Exercise directions ▸ According to the memo on COVID-19 and hunger, how many U.S. children receive federally funded free or reduced-price breakfast, lunch, or after-school snacks on normal school days?

Document excerpt ▸

= = =

Why the COVID-19 Crisis is Increasing Hunger and Poverty


To:                  Editors and Reporters

From:             Joel Berg, CEO, Hunger Free America   

Subject:         Why the COVID-19 Crisis is Increasing Hunger and Poverty


Unless the public, private, and nonprofit sectors work closely together to take immediate, bold action on food access and unemployment, the combined health crisis and economic collapse inflicting the nation will result in a sharp increase in the amount and severity of U.S. hunger, especially among children and older Americans. This memo proposes concrete steps necessary to prevent that from occurring.

This current crisis also focuses a glaring spotlight on the nation’s long-term needs for universal health care, paid medical leave, universal child care, and unemployment programs that better react to the unique employment patterns of the gig economy.

Why Coronavirus and the Economic Downturn will Increase U.S. Hunger

As was the case with Hurricane Katrina and Superstorm Sandy, major natural disasters not only create more problems for low-income Americans, but they also rip the bandages off the previously covered-up pre-existing wounds suffered by people in poverty, enabling America to better see the full extent of the concrete harm caused by the nation’s astonishing inequality.

To make matters worse, this is the first time in modern U.S. history that a mass public health crisis is being combined with an economic collapse.

On normal school days, 29 million U.S. kids get federally-funded free or reduced-priced breakfast, lunches, or after-school snacks. For that reason, the only kids in America who don’t celebrate snow days off from school are hungry ones.

= = =

Data extracts ▸
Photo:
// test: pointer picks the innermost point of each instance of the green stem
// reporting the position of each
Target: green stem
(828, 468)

= = =

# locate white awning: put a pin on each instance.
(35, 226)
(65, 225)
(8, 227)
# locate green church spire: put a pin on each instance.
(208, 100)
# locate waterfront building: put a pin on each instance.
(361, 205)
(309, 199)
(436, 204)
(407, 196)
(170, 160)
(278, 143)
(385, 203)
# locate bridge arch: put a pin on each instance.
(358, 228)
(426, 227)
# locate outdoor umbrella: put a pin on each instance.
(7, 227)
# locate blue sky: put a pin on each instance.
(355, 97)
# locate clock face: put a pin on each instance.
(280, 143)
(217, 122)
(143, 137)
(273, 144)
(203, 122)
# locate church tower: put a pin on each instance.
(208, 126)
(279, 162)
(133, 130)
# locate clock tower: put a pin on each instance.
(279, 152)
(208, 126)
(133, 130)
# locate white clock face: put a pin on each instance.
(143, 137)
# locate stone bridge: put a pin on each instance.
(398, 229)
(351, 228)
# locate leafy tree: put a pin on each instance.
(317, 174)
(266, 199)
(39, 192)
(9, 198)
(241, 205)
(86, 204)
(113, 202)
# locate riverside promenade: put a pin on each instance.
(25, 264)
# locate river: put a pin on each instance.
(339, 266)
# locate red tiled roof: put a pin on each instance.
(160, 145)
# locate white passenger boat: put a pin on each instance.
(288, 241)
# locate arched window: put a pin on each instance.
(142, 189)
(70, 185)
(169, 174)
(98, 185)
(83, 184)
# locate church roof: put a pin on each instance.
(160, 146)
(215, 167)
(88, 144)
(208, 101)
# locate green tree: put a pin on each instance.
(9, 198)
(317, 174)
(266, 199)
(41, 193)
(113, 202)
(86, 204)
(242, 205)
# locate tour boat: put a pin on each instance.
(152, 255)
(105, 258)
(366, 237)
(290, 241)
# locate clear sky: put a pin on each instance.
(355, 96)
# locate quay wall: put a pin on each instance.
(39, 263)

= = =

Problem solution ▸ 29 million